* PROBLEM DETAILS
Pick out every line in the entries below that contains the word "building", and copy each such line.

* ENTRIES SUPPLIED
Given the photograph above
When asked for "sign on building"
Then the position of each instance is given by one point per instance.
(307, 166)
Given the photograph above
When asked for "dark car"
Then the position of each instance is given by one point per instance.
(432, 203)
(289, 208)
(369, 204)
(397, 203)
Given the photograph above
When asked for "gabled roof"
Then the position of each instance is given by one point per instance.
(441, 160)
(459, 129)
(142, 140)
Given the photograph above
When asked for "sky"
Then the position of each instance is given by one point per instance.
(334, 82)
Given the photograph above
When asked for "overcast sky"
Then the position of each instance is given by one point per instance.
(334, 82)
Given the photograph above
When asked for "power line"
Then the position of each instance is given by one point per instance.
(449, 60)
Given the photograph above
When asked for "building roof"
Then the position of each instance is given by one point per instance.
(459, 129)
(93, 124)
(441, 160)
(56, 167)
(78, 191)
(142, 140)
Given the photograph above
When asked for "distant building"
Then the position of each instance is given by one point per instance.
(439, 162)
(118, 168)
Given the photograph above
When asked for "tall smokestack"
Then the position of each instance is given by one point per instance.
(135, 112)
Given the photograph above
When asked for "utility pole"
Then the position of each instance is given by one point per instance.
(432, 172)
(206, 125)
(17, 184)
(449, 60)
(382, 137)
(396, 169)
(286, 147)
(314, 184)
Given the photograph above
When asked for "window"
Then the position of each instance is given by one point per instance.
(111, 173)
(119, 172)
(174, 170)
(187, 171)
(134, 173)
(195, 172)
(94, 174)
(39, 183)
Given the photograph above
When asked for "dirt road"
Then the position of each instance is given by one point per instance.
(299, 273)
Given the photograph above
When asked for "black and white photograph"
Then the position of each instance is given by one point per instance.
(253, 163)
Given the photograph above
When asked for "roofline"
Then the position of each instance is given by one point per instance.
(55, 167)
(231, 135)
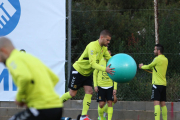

* RESPONSE BELOW
When asked for "sign on building"
When asked for "building roof"
When asked for "distant building"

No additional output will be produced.